--- What is expected ---
Find the line that contains "of the hazy". Then set down that line and all the lines after it, to the end of the records, exactly and with nothing added.

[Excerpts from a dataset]
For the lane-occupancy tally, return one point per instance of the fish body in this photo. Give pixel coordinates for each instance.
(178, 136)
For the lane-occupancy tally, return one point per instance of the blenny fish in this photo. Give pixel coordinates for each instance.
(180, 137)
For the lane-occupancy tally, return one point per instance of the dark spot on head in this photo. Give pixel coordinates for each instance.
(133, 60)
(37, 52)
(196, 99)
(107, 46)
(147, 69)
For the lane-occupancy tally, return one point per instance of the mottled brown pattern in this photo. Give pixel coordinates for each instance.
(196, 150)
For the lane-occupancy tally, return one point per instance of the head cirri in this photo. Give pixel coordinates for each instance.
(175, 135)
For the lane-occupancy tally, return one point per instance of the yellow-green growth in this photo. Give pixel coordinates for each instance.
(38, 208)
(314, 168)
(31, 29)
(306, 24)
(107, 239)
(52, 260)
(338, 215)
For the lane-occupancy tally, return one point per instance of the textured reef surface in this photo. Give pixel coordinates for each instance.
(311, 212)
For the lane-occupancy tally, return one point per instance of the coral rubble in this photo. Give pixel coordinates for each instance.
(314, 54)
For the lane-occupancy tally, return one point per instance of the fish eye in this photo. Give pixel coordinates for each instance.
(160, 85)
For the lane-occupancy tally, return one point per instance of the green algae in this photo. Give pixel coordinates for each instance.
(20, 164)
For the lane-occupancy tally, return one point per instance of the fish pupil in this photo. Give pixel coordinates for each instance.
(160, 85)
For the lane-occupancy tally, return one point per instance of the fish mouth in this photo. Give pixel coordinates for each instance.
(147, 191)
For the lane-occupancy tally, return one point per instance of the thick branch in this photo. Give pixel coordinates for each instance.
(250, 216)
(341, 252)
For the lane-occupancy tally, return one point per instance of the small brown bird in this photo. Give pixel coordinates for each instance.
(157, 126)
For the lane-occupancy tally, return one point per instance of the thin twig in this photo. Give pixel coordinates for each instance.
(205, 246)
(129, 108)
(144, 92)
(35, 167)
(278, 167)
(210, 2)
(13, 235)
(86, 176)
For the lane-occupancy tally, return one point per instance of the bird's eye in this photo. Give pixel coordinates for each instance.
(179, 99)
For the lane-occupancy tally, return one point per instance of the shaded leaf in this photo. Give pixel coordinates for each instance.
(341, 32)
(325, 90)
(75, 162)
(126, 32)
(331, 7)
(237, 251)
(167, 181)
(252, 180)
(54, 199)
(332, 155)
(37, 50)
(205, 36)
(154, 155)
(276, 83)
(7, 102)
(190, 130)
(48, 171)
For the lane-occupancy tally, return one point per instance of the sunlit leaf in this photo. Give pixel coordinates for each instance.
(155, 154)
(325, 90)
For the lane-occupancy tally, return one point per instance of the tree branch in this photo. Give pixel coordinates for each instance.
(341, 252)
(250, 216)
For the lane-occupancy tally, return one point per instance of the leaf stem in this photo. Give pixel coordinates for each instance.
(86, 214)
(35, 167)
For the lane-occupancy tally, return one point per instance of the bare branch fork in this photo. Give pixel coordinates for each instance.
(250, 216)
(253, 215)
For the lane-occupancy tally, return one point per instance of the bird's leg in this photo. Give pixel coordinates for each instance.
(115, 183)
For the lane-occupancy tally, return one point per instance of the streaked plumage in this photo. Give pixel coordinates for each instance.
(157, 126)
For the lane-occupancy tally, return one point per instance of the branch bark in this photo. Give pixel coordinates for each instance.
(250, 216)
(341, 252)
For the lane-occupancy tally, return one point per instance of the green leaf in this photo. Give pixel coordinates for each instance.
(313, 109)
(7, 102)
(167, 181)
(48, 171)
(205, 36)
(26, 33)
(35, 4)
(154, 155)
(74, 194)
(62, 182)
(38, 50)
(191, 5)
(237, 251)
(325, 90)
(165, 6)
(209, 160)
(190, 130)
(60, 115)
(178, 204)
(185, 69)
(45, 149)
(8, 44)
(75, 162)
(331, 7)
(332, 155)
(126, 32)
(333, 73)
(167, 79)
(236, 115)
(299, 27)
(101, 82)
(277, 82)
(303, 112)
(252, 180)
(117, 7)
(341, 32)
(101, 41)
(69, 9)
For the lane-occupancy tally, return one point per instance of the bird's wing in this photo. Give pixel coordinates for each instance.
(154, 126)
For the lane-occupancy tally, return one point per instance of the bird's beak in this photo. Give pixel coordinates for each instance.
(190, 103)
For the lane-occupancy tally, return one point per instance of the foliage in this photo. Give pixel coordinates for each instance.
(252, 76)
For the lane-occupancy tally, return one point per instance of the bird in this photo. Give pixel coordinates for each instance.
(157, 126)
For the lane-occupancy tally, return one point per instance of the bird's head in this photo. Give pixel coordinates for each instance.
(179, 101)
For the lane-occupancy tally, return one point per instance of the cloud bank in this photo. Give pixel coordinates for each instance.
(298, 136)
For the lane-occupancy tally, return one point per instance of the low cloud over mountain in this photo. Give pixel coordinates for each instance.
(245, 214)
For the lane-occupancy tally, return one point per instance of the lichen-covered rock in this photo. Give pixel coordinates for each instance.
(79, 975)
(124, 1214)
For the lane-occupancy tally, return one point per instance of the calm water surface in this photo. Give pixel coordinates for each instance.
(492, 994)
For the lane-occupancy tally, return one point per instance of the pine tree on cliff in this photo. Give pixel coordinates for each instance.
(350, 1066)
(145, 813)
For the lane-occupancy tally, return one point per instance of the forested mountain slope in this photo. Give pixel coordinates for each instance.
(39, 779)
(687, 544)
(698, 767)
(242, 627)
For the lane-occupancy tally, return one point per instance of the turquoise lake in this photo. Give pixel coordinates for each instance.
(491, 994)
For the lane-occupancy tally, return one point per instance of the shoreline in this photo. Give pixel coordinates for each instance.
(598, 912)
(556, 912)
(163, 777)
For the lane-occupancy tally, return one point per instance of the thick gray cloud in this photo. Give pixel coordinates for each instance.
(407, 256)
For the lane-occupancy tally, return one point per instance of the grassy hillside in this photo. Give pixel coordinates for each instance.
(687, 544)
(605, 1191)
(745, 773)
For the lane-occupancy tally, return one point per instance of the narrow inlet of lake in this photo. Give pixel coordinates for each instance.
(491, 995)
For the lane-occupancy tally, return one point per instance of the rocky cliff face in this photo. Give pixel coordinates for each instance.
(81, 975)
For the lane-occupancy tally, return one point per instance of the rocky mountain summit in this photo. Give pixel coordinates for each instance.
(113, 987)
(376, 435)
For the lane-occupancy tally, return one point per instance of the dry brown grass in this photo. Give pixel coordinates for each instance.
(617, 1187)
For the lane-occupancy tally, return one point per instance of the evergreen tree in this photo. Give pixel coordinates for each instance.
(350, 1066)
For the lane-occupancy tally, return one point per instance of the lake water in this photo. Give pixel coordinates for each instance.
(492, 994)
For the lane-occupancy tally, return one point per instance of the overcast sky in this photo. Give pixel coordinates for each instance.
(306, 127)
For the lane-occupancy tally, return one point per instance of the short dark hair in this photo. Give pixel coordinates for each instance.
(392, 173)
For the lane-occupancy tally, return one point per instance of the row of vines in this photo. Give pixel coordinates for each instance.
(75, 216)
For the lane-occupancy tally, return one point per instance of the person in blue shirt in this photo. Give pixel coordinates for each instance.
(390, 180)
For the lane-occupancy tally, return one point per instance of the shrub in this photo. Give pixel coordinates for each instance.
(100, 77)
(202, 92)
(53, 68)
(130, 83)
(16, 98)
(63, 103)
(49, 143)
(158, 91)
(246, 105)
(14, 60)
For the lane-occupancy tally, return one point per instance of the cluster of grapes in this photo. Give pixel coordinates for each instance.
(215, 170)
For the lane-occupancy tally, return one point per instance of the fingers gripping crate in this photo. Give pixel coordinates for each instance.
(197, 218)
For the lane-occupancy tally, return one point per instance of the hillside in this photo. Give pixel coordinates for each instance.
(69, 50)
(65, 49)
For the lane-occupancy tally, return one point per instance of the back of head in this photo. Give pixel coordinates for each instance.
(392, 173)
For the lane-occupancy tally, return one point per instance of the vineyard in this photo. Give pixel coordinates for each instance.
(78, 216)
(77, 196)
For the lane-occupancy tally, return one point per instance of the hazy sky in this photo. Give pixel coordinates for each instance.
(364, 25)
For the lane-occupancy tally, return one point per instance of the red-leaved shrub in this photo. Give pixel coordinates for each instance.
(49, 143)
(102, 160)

--- Completed exercise ---
For the lane-occupancy tally, return one point per instance of the hazy sky in this photo. Give pixel coordinates for each instance.
(364, 25)
For the lane-occupancy tally, return one point per instance of the red-leaved shrub in this photo. Give pixel coordinates for each instance.
(49, 143)
(102, 160)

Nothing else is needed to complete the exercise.